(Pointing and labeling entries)
==========
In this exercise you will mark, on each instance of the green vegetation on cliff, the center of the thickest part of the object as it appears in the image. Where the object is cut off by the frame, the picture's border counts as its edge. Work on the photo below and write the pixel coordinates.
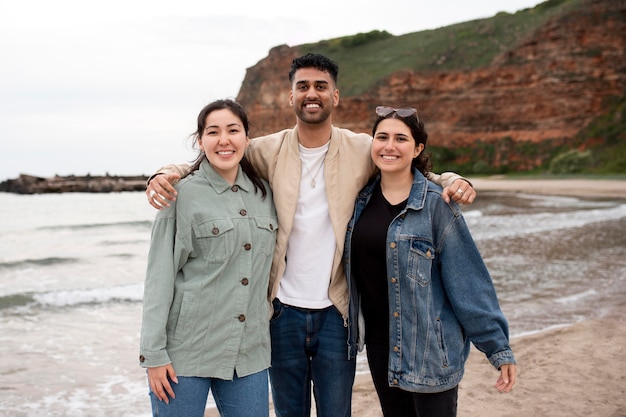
(365, 58)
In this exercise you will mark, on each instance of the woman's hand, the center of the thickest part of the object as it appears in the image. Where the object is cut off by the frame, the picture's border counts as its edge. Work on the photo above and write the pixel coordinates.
(460, 191)
(160, 190)
(506, 381)
(160, 383)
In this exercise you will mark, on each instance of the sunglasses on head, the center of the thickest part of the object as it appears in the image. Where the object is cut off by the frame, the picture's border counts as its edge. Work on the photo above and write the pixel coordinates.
(384, 111)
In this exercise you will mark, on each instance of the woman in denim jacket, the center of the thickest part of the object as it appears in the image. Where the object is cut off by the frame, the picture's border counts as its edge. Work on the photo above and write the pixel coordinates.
(418, 281)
==========
**EXERCISE**
Every line should be retyped exactly, with the pictures omitted.

**FINISHED EXERCISE**
In this exercise you will mark, on each instance of the green vegetation on cliff, the center of the thickest part of the object as it appears in the image. Where the object is cut off by the frame, the picture's border counts as its edge. Work on the photo below and write the pixel coordinates.
(365, 58)
In this exercise you will mark, on each instance of the woman's hand, the center of the thickest part of the object as it appears in the image. Where the object is cut off by the frame, the picture's border counts as its edge. Work on the photo above and write the pixel coordinates.
(460, 191)
(160, 190)
(506, 381)
(160, 383)
In this exercise you will mark, on each instance of the sunglasses on head, the center of the thickest part of the object as it appears in the image. Where the object is cut off by the frame, the picture's border counts as its edge. Work on the photo above and write the pixel coordinates.
(384, 111)
In this exercise you will mark, on each instance of the woman in denim jacket, the center of the thickest part of the object as it appears in the image. Where the object is cut off by the frame, the picture's border counts as its edge. Work on the photo above and write the pixel coordinates.
(418, 281)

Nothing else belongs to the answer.